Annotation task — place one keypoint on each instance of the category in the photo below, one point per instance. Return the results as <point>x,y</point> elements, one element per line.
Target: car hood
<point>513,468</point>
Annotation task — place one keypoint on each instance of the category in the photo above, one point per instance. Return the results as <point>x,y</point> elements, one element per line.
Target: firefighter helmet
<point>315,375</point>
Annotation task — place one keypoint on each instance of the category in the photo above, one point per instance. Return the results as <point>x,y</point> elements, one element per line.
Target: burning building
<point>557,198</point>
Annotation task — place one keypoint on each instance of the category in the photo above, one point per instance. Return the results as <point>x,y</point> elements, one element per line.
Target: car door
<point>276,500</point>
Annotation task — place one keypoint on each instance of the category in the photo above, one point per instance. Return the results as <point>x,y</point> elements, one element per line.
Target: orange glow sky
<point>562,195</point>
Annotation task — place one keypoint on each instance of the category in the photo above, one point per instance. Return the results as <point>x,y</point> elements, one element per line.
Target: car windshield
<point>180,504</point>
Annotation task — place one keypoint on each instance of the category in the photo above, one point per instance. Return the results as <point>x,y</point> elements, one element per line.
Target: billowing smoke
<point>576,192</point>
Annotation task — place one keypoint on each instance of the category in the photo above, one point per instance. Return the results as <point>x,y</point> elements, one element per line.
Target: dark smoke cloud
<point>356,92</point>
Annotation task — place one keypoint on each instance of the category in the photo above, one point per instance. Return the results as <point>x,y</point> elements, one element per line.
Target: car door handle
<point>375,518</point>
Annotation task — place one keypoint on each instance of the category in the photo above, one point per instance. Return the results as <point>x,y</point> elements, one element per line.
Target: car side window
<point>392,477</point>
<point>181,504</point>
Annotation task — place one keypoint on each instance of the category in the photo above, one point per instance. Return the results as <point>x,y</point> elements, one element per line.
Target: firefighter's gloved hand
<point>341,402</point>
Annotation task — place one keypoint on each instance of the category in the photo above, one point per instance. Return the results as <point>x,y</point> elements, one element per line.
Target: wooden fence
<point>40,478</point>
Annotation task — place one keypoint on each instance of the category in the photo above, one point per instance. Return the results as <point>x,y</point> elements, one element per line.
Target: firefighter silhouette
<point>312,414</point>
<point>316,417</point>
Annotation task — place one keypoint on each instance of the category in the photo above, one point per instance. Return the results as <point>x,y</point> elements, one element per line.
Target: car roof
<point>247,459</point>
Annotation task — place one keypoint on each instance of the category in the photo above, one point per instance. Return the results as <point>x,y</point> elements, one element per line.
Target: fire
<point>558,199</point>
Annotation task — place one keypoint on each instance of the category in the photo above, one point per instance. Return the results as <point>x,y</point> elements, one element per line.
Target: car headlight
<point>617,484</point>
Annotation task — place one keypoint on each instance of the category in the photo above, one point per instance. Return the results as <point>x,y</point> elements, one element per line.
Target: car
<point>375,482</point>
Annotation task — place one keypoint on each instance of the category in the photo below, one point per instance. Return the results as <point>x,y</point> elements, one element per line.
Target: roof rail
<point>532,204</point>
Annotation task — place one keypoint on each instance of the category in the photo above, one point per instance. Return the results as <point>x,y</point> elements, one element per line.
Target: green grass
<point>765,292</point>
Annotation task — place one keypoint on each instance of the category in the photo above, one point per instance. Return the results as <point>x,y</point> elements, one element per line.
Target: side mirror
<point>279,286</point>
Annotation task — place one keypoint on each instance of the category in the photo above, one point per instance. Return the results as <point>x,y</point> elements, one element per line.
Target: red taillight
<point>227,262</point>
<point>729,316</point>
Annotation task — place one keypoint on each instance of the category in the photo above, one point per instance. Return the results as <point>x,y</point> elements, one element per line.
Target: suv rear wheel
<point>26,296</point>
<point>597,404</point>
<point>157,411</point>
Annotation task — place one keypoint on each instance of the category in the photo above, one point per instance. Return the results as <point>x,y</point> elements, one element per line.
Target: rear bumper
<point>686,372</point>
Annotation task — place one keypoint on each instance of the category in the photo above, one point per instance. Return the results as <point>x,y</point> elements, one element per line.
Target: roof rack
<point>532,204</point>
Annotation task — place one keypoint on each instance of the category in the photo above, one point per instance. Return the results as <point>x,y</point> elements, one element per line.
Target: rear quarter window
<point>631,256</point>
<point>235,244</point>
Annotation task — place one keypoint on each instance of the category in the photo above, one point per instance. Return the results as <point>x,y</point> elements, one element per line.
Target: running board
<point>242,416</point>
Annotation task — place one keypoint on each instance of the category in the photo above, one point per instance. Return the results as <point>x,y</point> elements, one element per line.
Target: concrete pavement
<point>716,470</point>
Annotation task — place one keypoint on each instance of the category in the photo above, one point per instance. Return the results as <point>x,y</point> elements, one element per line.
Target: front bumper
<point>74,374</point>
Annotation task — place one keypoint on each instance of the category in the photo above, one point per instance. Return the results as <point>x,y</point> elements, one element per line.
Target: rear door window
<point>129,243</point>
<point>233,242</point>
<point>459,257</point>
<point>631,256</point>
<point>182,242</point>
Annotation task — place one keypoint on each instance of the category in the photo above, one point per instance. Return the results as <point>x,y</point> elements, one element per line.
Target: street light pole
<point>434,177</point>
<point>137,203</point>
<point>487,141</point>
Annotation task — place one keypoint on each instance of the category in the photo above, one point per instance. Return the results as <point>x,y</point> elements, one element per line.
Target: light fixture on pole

Direction:
Can you copy the stretch from the start of the records through the line containing "<point>576,192</point>", requests included, with each x and y coordinate in the answer points scaled by 1.85 and rounded to a whole number, halves rounded up, and everything else left unchanged?

Result for this exercise:
Annotation task — place one keypoint on each instance of the category in the photo below, one point per instance. Return the results as <point>x,y</point> elements, one element per line.
Target: car hood
<point>949,866</point>
Annotation task — place one keypoint on each instance of the category in the photo above, one point per instance. Return the results as <point>x,y</point> elements, one element per line.
Target: firefighter helmet
<point>583,694</point>
Annotation task — place one keypoint on each instance of the category in the photo above, one point per instance. Return the results as <point>x,y</point> elements, one element per line.
Target: burning building
<point>1030,366</point>
Annotation task — place one keypoint on each instance of the category in the photo above, one point per instance. Return the results as <point>x,y</point> elements, one element per line.
Target: car door
<point>511,925</point>
Annotation task — place one keypoint on each instance of the category in the photo above, one point per instance. Return the results as <point>x,y</point> elements, one element per line.
Target: orange glow sky
<point>1040,361</point>
Annotation task — place one keypoint on each instance of the category in the photo above, one point per instance. Return the results as <point>x,y</point> elements, one element per line.
Target: car windshield
<point>333,932</point>
Annotation task — place one keypoint on each instance of the category in the photo above, one point per instance. Return the results as <point>x,y</point> elements, one element per line.
Target: billowing smoke
<point>1066,355</point>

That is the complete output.